→ EXCERPTED PASSAGE:
— Start —

STAFF REVIEW of Circus Electrique (Xbox One)


Wednesday, September 14, 2022.
by Adam Dileva

Circus Electrique Box art Usually when I first watch a trailer for a new game I can generally get an idea and feel for how the game is going to be. I’ll admit, watching the trailer for Circus Electrique left me somewhat confused at to what I was about to experience. I’m glad I did experience it though, as Circus Electrique is an odd blend of turn based tactical combat, a narrative RPG, but also a circus management game, all wrapped in a Victorian era steampunk aesthetic. Intrigued by this unique mashup yet?

While you don’t play directly as her, the protagonist is Amelia, a young journalist that’s related to the Ringmaster of the circus, Randy. You’re actually here investigating an event being dubbed as “The Maddening”, which is having people in London being killed at random after becoming violent and aggressive. With her tamed lion along her side, Leonidas, you’ll investigate what’s the root cause for The Maddening with circus performers acting as your bodyguards as you explore six districts within London.

The narrative is intriguing at first, wondering what’s going on and some more sub-plots beneath the surface, but I’ll admit, it was hard to follow along at times simply because of all the circus management and game mechanics you need to constantly be checking in on and having to focus on. As you explore each district you’ll battle against numerous types of enemies, some robotic and others creepy looking. Boss battles await at the end of each district as well, something you better have planned to prepare for well ahead of time.

There’s numerous distinct portions to Circus Electrique’s gameplay, each unique and a lot to remember and manage, but all intertwined simultaneously. A large portion is the actual circus management that plays in a daily cycle. The big top tent is where you’ll plan for your daily (or multiple days) shows, choosing which performers will be the main, secondary and supporting acts. Certain performers are better suited for specific roles, but each character also has preferences on who they like, and don’t like, to work with, that makes for a better show overall. So it becomes almost like a puzzle to figure out the best ‘team’ to make a show from your inventory of performers to earn the most stars. The more stars you earn the more resources you gain, allowing you to craft more items to earn better performers and more fans. It’s quite confusing in the beginning, especially since you also need to keep enough people on your team for the exploration and combat sections, but more on that shortly.


At the end of each day after a combat portion, you then get your rewards for the circus show you setup that was performed, adding a day since The Maddening investigation began. These shows start out with just three performers, eventually going to four or five, but also upping certain ‘stat’ requirements to even start the show, so it’s somewhat a puzzle on figuring out if you have the proper performers to even start some of the shows with bigger rewards. It’s very complex, and even trying to detail and explain it is difficult, as it took me quite a while to eventually figure out.

— End —

Object pointing dataset rows:
— Start —

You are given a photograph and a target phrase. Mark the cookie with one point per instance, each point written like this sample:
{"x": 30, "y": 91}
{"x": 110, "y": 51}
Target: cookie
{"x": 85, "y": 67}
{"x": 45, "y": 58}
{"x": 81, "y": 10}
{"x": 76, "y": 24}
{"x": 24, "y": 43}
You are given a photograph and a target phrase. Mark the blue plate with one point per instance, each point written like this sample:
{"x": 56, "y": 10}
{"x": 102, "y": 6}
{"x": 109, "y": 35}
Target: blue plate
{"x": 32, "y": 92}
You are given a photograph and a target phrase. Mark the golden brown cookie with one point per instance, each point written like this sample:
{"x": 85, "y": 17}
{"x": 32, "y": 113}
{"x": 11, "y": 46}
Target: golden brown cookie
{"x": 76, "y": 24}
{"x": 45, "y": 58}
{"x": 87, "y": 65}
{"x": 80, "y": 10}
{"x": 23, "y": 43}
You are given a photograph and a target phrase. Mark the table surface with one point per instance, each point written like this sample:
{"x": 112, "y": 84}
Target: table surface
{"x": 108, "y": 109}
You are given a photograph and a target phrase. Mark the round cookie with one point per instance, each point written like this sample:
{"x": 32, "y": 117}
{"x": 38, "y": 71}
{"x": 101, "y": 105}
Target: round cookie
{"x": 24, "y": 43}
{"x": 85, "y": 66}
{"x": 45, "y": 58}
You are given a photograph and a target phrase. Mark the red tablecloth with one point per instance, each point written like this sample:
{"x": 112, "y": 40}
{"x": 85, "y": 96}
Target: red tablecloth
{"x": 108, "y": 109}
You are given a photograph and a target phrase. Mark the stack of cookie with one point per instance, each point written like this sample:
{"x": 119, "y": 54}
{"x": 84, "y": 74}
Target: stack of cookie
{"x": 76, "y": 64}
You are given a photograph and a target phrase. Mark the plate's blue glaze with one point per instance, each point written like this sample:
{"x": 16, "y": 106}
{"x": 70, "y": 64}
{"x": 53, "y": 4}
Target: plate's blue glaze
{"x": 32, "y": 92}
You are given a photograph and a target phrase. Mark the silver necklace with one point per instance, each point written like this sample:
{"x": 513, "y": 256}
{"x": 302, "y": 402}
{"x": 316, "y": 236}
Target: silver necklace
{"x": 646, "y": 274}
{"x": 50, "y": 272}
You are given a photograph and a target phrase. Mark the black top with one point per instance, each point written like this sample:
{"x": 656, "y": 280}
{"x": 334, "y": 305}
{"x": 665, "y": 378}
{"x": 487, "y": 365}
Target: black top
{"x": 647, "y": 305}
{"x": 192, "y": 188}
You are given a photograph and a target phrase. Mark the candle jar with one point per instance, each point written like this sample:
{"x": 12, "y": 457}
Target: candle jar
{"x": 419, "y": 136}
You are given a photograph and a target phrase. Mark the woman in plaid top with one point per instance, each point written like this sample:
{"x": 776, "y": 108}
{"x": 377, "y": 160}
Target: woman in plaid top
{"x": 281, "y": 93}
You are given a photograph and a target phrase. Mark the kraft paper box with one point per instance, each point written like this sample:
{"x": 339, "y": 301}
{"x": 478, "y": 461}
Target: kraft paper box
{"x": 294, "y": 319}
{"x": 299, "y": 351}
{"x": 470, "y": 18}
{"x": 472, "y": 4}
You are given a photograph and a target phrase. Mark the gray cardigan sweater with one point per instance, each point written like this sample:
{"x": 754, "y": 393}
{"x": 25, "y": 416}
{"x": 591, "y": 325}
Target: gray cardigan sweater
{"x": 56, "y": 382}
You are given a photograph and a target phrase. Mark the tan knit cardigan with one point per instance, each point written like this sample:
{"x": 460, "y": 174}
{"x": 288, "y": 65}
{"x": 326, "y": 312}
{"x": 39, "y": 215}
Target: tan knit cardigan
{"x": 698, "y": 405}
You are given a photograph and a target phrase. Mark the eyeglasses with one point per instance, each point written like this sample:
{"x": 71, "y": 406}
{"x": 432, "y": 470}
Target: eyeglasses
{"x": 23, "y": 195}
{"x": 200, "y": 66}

— End —

→ INSTRUCTIONS:
**a)** Answer these questions using the Circus Electrique review:
(i) What is the protagonist's name, and what is her job?
(ii) How many districts within London do you explore?
(iii) How many performers do the circus shows start out with?
**b)** Copy the records word for word, starting at the line containing "Mark the tan" and continuing through the end of the records, with that first line included.

→ COMPLETE ANSWERS:
**a)**
(i) Amelia, a young journalist.
(ii) Six.
(iii) Three.

**b)**
You are given a photograph and a target phrase. Mark the tan knit cardigan with one point per instance, each point written like this sample:
{"x": 460, "y": 174}
{"x": 288, "y": 65}
{"x": 326, "y": 312}
{"x": 39, "y": 215}
Target: tan knit cardigan
{"x": 698, "y": 405}
You are given a photograph and a target phrase. Mark the eyeglasses with one point per instance, each point written like this sample:
{"x": 71, "y": 406}
{"x": 432, "y": 470}
Target: eyeglasses
{"x": 23, "y": 195}
{"x": 200, "y": 66}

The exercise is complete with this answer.